● WORK INSTRUCTION
Of the entries below, restate word for word only the section that runs from the line with "Query: shadow on grass" to the line with "Query: arched window", counting both ends.

(LISTED ENTRIES begins)

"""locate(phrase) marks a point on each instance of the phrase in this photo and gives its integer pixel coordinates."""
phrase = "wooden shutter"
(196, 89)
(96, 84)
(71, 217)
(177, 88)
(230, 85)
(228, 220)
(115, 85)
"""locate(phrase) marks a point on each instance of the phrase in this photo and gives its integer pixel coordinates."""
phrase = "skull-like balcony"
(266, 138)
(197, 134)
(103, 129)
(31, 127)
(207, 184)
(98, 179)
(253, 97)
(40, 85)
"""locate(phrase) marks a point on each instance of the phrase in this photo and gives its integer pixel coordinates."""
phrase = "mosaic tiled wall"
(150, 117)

(LISTED ENTRIES ends)
(LISTED ENTRIES begins)

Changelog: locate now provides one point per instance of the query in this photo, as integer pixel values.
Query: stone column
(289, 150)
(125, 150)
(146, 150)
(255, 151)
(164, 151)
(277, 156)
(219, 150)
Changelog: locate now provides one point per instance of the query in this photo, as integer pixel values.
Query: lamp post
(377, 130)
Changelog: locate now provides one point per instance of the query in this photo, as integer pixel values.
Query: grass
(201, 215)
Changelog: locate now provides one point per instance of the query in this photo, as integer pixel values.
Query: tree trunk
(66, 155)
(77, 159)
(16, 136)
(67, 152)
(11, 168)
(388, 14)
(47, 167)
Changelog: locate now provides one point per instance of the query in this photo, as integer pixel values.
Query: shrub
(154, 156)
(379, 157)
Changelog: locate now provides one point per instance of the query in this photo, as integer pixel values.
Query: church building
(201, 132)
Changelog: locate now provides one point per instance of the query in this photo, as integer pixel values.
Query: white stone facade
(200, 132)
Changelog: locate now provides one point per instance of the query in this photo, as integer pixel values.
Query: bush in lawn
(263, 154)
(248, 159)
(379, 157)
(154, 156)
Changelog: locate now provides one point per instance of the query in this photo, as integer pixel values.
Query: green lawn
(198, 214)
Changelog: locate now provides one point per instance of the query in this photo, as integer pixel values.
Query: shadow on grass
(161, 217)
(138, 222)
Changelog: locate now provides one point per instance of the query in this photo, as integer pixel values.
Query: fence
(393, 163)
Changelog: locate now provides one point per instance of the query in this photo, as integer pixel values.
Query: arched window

(LISTED ENTRIES ends)
(LISTED ENTRIES begins)

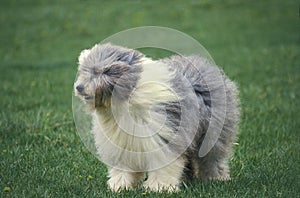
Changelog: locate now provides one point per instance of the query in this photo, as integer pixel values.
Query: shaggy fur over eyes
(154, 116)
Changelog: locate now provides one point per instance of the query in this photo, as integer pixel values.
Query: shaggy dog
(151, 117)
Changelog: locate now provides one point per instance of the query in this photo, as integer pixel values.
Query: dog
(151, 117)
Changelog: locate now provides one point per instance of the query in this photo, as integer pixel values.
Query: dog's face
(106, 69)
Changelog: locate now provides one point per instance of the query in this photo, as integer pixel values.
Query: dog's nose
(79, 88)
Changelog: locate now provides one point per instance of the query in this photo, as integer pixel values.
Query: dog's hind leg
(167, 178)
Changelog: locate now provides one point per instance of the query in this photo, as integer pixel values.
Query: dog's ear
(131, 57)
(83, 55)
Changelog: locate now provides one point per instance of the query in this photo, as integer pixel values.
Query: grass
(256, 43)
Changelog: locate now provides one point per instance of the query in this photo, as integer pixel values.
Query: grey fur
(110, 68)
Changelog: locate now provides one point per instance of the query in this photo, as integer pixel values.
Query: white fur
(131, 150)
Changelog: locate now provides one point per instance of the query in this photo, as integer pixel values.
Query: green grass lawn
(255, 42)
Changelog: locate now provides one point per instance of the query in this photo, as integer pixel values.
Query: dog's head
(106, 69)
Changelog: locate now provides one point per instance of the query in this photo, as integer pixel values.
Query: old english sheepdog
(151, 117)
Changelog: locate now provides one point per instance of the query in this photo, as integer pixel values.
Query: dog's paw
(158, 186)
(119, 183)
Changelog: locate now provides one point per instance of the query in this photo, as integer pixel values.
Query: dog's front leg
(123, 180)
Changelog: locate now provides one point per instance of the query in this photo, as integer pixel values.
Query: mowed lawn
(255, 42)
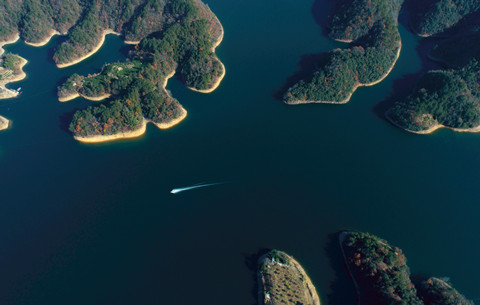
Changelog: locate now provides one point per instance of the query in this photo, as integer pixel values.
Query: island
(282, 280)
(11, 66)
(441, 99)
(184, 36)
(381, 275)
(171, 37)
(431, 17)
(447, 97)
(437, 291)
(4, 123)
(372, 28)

(LISTED ENTRIES ends)

● ANSWER SPACE
Query: shadow on grass
(161, 217)
(138, 222)
Changelog: locate now provides one point per instance of the query in this photo, as integer pixel values.
Query: fence
(393, 163)
Changelog: locate now provides one point per instance of the query in this photo, as integer pixel values.
Query: arched window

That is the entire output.